Les plans généraux figurant le fort à cette période et encore dix ans plus tard 35 montrent en effet l’inachèvement du fossé du front de gorge, sans revêtement de contrescarpe, sans pont véritable et insuffisamment déroqueté pour atteindre sa régularité et sa largeur définitives. Abrité par les deux communications retranchées à la ville et à la mer, ce secteur des dehors du front de gorge ne fut jamais jugé prioritaire, au point que son achèvement, par la réalisation de son chemin couvert et de sa place d’armes d’entrée, demeura lettre morte. Encore la communication vers la ville n’est-elle en 1833 qu’une faible protection, n’ayant pas reçu les finitions proposées quarante ans plus tôt par le directeur Lavarenne : « Une communication avec la place (…) est restée simplement ébauchée et n’est même pas encore reliée avec le fort ; elle n’offre qu’un mur d’escarpe de 2 à 4m de hauteur et 1,20m d’épaisseur en haut, presque sans fossé, sans contrescarpe et sans parapet, ce mur d’escarpe d’un assez mauvais tracé s’arrête à environ 250m de la place (la ville). Ce n’est qu’en 1832 qu’on a commencé les ouvrages nécessaires pour achever cette communication et la relier avec les chemins couverts du front 5 et 6 (de l’enceinte urbaine), exécutés en 1831 et 1832. Cette partie (de la communication) est en terre avec un parapet assez élevé pour défiler des vues de la campagne en avant. Le fossé sera très large avec une profondeur d’eau de 4 à 5 pieds, un fond de vase molle et une large cunette de 6 pieds de profondeur. »
******************************
Consigne 1 ▸ Sélectionnez toutes les lignes qui contiennent le mot « boat ».
Les lignes qui suivent n'ont aucun lien avec l'extrait sur le fort.

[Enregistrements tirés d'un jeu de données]
******************************
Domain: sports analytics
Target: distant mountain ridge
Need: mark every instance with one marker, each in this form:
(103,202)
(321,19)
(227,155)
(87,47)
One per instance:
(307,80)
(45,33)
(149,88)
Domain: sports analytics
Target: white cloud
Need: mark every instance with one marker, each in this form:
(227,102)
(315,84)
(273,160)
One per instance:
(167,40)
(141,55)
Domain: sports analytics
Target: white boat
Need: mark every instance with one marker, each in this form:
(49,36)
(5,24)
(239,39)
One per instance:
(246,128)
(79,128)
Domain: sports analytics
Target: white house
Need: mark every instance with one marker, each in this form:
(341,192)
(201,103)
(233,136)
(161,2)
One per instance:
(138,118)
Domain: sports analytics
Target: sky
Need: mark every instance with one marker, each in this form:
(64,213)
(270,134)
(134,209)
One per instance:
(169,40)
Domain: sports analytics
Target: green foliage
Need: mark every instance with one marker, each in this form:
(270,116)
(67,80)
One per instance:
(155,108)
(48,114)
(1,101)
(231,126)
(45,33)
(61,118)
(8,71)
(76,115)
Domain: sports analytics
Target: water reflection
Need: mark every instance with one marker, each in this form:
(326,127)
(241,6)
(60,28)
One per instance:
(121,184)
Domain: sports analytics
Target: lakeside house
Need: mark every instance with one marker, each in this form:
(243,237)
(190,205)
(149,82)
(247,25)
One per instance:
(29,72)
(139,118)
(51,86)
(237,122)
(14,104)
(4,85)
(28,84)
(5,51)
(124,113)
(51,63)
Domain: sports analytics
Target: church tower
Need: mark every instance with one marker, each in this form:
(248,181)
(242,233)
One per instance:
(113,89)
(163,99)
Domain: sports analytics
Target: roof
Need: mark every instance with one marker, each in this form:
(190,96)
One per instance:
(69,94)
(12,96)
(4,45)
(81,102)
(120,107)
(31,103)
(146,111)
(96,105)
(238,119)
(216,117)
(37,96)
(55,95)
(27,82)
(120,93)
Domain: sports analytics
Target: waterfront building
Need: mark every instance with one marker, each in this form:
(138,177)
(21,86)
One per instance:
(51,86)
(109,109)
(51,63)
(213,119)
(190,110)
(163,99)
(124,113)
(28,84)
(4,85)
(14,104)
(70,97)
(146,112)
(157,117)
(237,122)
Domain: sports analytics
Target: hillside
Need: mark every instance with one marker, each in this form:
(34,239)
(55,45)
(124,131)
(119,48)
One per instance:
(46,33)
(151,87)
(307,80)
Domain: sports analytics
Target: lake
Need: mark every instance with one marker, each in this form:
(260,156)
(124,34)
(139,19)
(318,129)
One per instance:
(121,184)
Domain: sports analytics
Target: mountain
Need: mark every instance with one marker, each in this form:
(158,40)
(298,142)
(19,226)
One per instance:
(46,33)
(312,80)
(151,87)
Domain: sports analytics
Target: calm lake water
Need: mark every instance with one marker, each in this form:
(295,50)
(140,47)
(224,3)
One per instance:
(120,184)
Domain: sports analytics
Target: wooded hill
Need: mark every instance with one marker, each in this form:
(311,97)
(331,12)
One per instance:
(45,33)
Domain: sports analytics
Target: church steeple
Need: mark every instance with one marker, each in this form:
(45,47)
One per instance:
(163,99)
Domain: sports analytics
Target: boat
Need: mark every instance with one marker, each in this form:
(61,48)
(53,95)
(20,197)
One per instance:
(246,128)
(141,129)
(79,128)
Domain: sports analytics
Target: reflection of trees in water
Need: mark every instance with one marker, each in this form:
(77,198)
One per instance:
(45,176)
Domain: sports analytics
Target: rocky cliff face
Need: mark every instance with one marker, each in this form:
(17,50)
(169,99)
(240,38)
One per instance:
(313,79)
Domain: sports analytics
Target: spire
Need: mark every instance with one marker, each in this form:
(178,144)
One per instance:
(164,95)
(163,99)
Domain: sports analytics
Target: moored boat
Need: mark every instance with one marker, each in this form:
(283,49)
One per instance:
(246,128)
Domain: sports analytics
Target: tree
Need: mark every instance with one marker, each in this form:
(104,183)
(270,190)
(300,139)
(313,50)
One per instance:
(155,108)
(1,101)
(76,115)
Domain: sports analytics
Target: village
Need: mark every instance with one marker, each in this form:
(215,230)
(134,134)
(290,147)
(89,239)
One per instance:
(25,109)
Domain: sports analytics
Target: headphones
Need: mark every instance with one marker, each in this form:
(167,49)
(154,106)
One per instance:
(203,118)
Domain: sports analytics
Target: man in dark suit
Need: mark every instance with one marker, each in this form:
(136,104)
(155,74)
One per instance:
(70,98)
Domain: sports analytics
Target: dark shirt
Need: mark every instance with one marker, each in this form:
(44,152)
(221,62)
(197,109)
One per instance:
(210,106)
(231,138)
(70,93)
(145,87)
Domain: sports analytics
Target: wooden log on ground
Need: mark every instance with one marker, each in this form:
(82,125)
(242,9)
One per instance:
******************************
Consigne 2 ▸ Prolongez l'extrait sur le fort au-delà de sa dernière phrase.

Réponse 1 ▸
Target: white boat
Target: boat
Target: moored boat

Réponse 2 ▸
Dix ans plus tard, cette communication était finie et reliée au fort, par un débouché devant le front d’entrée d’une part, et dans le fossé nord d’autre part, comme on le voit sur le détail du fort d’un plan général des abords est de la place de Toulon36. Ce plan de 1842 montre aussi la présence de deux dehors sommaires détachés sur le glacis, dont la date de création est ignorée, mais probablement contemporaine de la décennie 1810 37, l’un à l’angle nord-est, fermé, de type « flèche », desservi par une branche divergente du chemin couvert établie sur l’arête du glacis, l’autre, sorte de plate-forme à deux faces ouverte à la gorge, au nord desservie par un passage ouvert dans le chemin couvert face à l’angle de capitale de la grande demi-lune nord. Ces deux éléments sont signalés, et non comme des ouvrages neufs, dans la partie du mémoire de 1833 concernant les dehors au-delà de la contrescarpe: « Un chemin couvert qui n’a pas été entièrement achevé, avec des (escaliers en) pas de souris pour descendre dans les fossés, contourne le fort, excepté sur le front de gorge. Enfin un glacis très raide et encore informe sur les deux grands fronts, est entièrement dérobé aux vues du fort ; sur le front d’attaque ce glacis est meilleur et aperçu par le chemin couvert, mais pas mieux vu par les ouvrages en arrière ; deux flèches à moitié hauteur du glacis ont été jetées en avant (nord-est et nord) pour en éclairer les approches ; elles sont à peu près sans communications avec le chemin couvert, et fort en prise à une attaque brusque. »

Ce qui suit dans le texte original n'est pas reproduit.